Wherein I occasionally rant on various topics including, but not limited to, PHP, Music, and whatever other Topics I find interesting at the moment, including my brain tumor surgery of August 2010.

Monday, June 04, 2012

[Bleep]y Error Messages

[Bleep]y Error Messages.
(My daughters might read this blog, so I need to keep it G audience.)

I encountered yet another useless error message today.

Not that I've blogged before about this, but any developer, any user has experienced this, so I mean yet another useless error message from the corpus of all useless error messages inflicted upon any user anywhere, any time.

And they are legion.

So I won't point out the specific vendor/software/whatever.  I'll just rant about what makes a GOOD error message.

Are you smarter than a 5th grader?

Maybe it was just my school, but we learned the basic Journalism/Essay rules in 5th grade:

  • Who
  • What
  • Where
  • When
  • Why

5th Grade. Five Ws.

Let's apply this to Error Messages:


Exactly WHO is throwing this error message at me?
For some kind of device, like coffee maker, router, car, ok, this should be obvious.
Some routers have mini-web-servers built in, so maybe not...
Maybe the coffee-maker has different components.
Certainly today's cars are complicated enough.
At any rate, all the software/hardware involved should identify WHO they are in the error message:
  • OS Error: Permission Denied.
  • MySQL  Error: Permission Denied.
  • PHP Error: Permission Denied.
  • XYZ (application) Error: Permission Denied.
Every one of those would require radically different approaches to diagnose and correct.

If you, the software/hardware developer are bubbling up or passing on error messages, or to be kosher to an end user, suppressing the error message in favor of a "Something Went Wrong" error message, and logging the real message somewhere for Developers to look at, you still can at least tell the end user WHO is throwing the error message.

Even if you want to hide the inner implementation (E.g. particular Database vendor), at least tell me it's a database error that went wrong!

As a user, I can make an educated guess what course of action to take, or whom to contact within your/my/our organization.

And if the error message is for a Developer or needn't be masked for Security, I need to know who is throwing the error message.

Today's systems are too complex and too many error messages are being passed through, with all context lost.


What exactly went wrong? I need context. I'm not knee-deep into your code, hardware, architecture. I need enough context that I can figure out what actually happened, from Square One of knowledge.

All too often you find an error message that makes zero sense to anybody not intimately familiar with the software.


I don't need just filename, I need the line number.
I don't need just filename, I need the full path.
In all probability, whatever you choose for a filename is going to be used by somebody else as well.
Let me know exactly where the error originates.
Is it configuration?  Business logic? Resources?


I can read the calendar and a clock, so if the error is in real-time, I don't mean that.
Even for an asynchronous error  generated/read, I still need...
When did this error occur relative to what the software was trying to do.
Was it reading the disk, writing to RAM, reading an RSS feed, or trying to feed the pigeons.
I can't begin to diagnose what went wrong with whatever you were doing if I don't know when it happened, relative to your workflow.


Why are we here? Not in a philosophical sense,  but why is this an error in the first place? Why do you need whatever you need to carry on what you are doing? Maybe your idea of the one true source of what you need doesn't match mine. Perhaps I can provide an alternate source.

------------------------------------------------------------

## Exercise
In the post on error messages, in which grade did the writer learn the basic Journalism/Essay rules? The material comes from a separate source unrelated to the post on error messages.

[Natural-language descriptions of regions]
------------------------------------------------------------

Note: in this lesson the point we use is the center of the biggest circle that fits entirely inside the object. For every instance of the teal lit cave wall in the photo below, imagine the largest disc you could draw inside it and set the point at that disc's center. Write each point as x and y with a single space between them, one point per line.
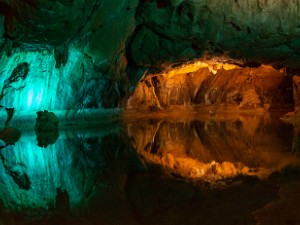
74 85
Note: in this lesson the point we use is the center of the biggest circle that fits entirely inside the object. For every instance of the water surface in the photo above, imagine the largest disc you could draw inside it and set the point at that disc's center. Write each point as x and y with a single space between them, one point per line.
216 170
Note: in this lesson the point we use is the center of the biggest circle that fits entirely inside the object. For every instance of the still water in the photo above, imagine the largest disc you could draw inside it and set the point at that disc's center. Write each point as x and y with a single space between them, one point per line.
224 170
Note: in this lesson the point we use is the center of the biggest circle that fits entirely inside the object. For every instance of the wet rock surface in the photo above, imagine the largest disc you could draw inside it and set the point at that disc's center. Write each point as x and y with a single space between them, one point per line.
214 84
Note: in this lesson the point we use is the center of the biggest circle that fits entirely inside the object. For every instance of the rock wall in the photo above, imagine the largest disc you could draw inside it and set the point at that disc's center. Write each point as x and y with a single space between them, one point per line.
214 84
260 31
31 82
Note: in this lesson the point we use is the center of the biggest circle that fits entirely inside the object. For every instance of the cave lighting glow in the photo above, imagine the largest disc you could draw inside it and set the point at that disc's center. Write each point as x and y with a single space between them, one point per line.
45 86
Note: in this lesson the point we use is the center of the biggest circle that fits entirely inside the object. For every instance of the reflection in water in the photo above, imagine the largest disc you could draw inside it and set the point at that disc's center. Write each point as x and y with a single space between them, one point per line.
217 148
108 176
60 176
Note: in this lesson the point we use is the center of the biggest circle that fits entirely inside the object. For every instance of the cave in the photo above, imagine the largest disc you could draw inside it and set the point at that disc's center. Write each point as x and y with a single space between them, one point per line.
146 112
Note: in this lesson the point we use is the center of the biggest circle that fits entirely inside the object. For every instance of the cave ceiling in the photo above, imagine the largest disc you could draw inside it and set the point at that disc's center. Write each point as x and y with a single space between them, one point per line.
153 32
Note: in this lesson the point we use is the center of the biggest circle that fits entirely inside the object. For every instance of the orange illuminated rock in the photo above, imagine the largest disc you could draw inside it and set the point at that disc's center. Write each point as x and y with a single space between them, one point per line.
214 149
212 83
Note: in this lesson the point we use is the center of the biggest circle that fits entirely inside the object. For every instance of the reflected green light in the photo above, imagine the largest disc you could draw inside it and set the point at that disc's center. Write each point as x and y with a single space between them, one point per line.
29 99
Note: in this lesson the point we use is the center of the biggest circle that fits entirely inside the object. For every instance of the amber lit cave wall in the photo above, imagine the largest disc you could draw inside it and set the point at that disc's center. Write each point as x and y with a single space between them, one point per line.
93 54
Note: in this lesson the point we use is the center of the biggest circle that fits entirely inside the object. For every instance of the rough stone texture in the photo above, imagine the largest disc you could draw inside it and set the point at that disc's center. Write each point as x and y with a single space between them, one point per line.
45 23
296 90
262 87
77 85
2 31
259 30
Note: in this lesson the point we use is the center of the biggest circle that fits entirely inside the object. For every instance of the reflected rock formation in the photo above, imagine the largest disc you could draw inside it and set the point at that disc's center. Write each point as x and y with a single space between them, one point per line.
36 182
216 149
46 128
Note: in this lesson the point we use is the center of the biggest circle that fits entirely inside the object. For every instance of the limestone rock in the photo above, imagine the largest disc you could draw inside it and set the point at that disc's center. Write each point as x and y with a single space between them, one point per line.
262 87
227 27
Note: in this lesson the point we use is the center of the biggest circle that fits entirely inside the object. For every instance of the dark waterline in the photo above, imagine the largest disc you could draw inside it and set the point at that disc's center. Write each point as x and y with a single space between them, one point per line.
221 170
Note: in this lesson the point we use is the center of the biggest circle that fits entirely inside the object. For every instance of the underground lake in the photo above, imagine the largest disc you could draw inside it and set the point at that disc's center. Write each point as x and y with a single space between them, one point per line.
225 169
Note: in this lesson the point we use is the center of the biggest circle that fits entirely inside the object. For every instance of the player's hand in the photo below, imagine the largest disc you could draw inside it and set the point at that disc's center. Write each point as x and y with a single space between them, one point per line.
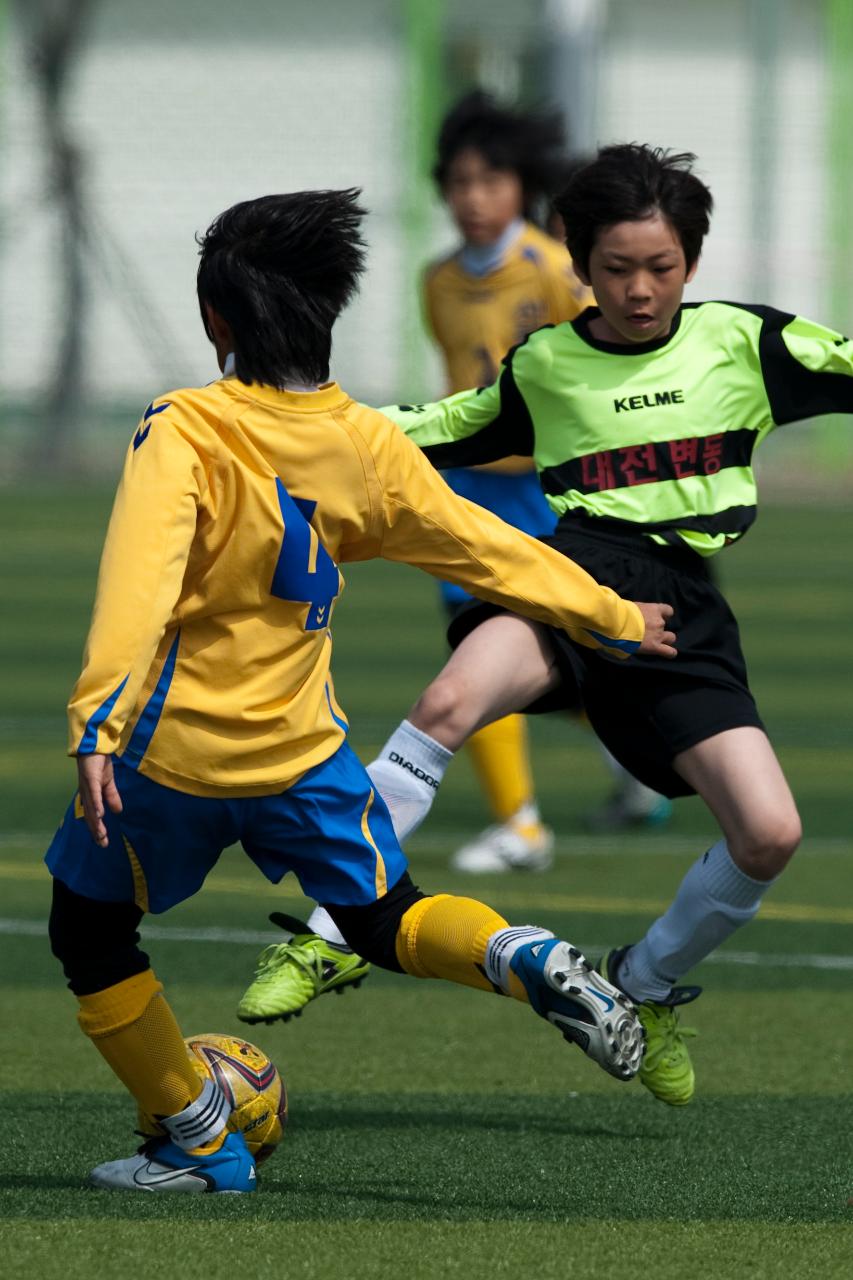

------------------------------------------------------------

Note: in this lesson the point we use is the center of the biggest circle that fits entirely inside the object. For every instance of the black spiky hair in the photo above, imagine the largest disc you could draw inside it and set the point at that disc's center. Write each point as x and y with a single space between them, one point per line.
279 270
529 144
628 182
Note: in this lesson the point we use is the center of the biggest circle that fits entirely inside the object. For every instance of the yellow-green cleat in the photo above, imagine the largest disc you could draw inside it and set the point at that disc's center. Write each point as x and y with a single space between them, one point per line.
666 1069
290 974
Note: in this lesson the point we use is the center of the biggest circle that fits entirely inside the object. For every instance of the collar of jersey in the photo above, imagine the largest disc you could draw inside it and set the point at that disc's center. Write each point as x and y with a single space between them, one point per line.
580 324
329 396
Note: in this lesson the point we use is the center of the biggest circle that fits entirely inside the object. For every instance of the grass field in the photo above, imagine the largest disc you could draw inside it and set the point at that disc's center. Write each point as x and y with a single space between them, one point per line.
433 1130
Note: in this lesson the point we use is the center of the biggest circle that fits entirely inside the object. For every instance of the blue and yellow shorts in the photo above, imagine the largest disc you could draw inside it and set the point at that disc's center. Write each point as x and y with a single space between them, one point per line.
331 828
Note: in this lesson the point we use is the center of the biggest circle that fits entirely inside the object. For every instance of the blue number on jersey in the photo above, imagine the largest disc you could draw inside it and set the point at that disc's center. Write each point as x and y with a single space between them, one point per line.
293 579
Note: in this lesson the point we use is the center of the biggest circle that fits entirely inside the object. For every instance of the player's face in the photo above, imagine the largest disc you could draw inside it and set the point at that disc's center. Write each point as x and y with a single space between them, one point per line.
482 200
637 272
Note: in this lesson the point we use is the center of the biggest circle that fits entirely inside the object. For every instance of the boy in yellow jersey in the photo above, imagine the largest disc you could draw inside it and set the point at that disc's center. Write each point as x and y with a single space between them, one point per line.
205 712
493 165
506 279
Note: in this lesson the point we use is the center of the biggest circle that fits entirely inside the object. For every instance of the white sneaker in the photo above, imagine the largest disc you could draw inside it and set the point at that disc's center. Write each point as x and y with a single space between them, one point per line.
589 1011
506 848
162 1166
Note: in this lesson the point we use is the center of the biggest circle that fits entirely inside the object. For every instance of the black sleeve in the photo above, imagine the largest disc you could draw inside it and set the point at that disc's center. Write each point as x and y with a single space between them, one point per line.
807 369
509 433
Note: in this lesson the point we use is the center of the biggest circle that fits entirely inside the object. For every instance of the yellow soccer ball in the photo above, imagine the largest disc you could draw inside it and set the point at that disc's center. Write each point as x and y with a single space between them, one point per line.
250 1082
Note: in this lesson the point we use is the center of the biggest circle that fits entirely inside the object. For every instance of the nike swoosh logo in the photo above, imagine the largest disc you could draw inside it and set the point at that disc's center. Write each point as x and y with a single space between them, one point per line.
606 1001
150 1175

------------------------------------------------------------

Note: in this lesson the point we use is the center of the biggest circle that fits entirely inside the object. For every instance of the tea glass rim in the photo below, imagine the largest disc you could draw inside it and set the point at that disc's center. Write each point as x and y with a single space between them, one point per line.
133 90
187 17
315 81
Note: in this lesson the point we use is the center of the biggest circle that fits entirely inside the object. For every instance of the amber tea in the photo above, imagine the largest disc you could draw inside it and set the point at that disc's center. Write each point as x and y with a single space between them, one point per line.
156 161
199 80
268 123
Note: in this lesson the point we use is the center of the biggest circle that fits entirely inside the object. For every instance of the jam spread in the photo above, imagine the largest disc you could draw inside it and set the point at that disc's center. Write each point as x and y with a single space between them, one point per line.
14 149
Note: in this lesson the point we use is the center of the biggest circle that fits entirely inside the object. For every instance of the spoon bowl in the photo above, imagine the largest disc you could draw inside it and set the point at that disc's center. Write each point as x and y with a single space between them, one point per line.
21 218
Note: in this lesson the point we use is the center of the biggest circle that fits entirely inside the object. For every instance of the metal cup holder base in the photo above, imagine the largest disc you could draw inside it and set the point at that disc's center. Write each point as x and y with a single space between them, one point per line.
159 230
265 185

------------------------------------------------------------

## Answer to the exercise
5th grade.